▶ PROBLEM DESCRIPTION: Condense the paragraph beginning "Historically speaking" in the article on big power supplies below into a short bulleted list that keeps its main facts.
### READING PASSAGE
Big Power Supply...... How and Why
In July 2023 by Angela-Gilbert Yeung
Edited by George Taylor
I am of the belief that a big power supply is a key factor in the design of audio equipment. By big, I mean large amounts of capacitance. The job of a power supply is to be able to send sufficient amounts of energy instantly to the component parts of apiece of audio equipment to maintain accurate reproduction of a complex audio signal in real time.
Historically speaking, not a lot of audio designs have made use of large power supplies. In the 1970s, only a very few companies attempted to build relatively large power supplies into amplifiers. At that time, capacitor technology was not nearly as advanced as it is now, and capacitors were 5 to 10 times larger for a given capacitance and voltage. Space and cost were very much an issue. Today, it is much easier to build a robust power supply into a relatively small enclosure.
Way back when, most companies that were building what they considered to be a large power supply claimed that the benefit was mostly for low frequencies. This is a common misconception. All frequency ranges can– and will – benefit from a well designed and properly built power supply.
Capacitance– the more, the merrier…
We use relatively – sometimes hilariously - large capacitance values in the power supplies designed for our components. It makes a difference. The large banks of capacitors make it possible to store energy to meet the demands of any musical requirement.
The accurate reproduction of a musical waveform is a complex task. The initial attack of a voice or instrument is where we hear about 85% of the information that tells us what particular voice we are hearing. Notes start and stop. Other instruments play simultaneously. If we are to differentiate between the sound of a saxophone or a voice, an oboe or a violin, a piano from a xylophone, if we are to hear when notes stop, if we are to experience both large and small scale dynamics, in short – if we are to perceive all the wonderful elements that music contains, we must have sufficient energy being constantly and quickly delivered to the signal components in the audio chain. The absolute best way to achieve this is with capacitors.
######
### MATERIAL SUPPLIED
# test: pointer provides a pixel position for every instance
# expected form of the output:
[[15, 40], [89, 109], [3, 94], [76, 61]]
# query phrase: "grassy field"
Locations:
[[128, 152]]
######
▶ TASK ANSWER:
- Few audio designs have used large power supplies.
- In the 1970s, only a very few companies tried building relatively large power supplies into amplifiers.
- Capacitor technology was far less advanced then, and capacitors were 5 to 10 times larger for a given capacitance and voltage.
- Space and cost were major issues.
- Today, it is much easier to fit a robust power supply into a relatively small enclosure.